==== Source passage ====
These are the key concepts you need to understand to accurately answer the question.

Confidence Interval
Understanding confidence intervals is crucial in statistics. A confidence interval is a range derived from sample data that is likely to contain the true population parameter. In a hypothesis testing setting, the confidence interval incorporates a confidence level, usually expressed as a percentage like 95% or 99%. This confidence level indicates the probability that the interval contains the true parameter.

A lower confidence bound is a specific type of confidence interval focusing only on the lower end, providing insights when we test if a parameter exceeds a certain value. In the context of hypothesis testing, if the null hypothesis value \(\theta_0\) is not within the lower confidence bound, it suggests that our sample data provides enough evidence to reject the null hypothesis in favor of the alternative.
  • This is directly tied to the probability threshold we choose (significance level \(\alpha\)).
  • A smaller \(\alpha\) results in a broader interval, signifying more stringent evidence is needed to make a claim.
Recognizing the relationship between hypothesis tests and confidence intervals helps in making informed decisions based on data.
Large-Sample Theory
Large-sample theory, often referred to as asymptotic theory, plays a vital role in statistics, especially for hypothesis testing and confidence intervals. This theory assumes that as the sample size grows larger, the distribution of the sample estimate becomes a normal distribution.

This concept is particularly useful when dealing with large sample sizes where the Central Limit Theorem (CLT) comes into play. The CLT asserts that, given a large enough sample size, the distribution of the sample mean will be approximately normal regardless of the original distribution of the data.
  • Large-sample methods provide simple approximations for complex statistical problems.
==== Supplied material ====
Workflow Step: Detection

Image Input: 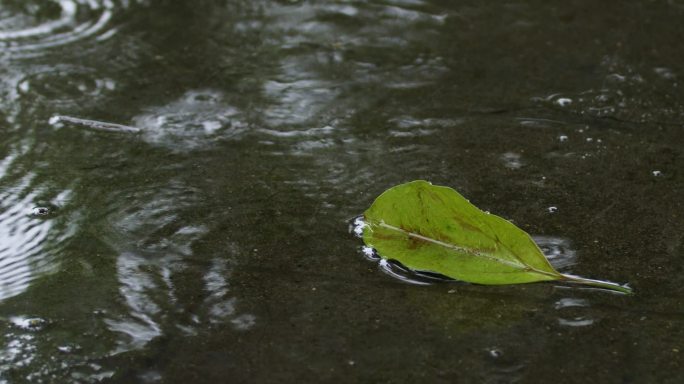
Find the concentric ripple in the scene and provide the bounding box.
====
Task requirements:
1. Using the statistics passage, decide whether each statement agrees with it. For each, answer yes or no and quote the words that decide it. (a) A smaller significance level leads to a narrower interval. (b) Large-sample theory is also called asymptotic theory. (c) The Central Limit Theorem applies only when the original data are normally distributed.
2. Pick up the statistics passage after its final line and carry it further.

Answers for the exercise:
1.
(a) No: "results in a broader interval".
(b) Yes: "often referred to as asymptotic theory".
(c) No: "regardless of the original distribution of the data".

2.
  • They enable the use of z-scores for constructing confidence intervals and testing hypotheses like in our problem.
In practical terms, large-sample theory allows statisticians to make reliable inferences about a population using large datasets. It supports the establishment of rules, like rejecting a null hypothesis, by providing a clear threshold based on standard normal distribution.
Right-Tailed Test
A right-tailed test is a type of hypothesis test where we are interested in determining if the sample provides enough evidence to conclude that a parameter is greater than a specified value. This type of test is called 'right-tailed' because we look at the tail on the right side of the distribution.

The null hypothesis and the alternative hypothesis guide the structure of the test. For a right-tailed test, the null hypothesis \(H_{0}: \theta = \theta_{0}\) posits no effect or difference, while the alternative hypothesis \(H_{a}: \theta > \theta_{0}\) suggests a potential effect or difference in the positive direction.
  • The critical value \(z_{\alpha}\) determines the region where we would reject \(H_{0}\).
  • If the calculated test statistic exceeds \(z_{\alpha}\), we reject \(H_{0}\), supporting \(H_{a}\).
In summary, right-tailed tests are essential when we want to assert that an outcome or parameter is significantly greater than a baseline value, using systematic testing and evaluation of statistical evidence.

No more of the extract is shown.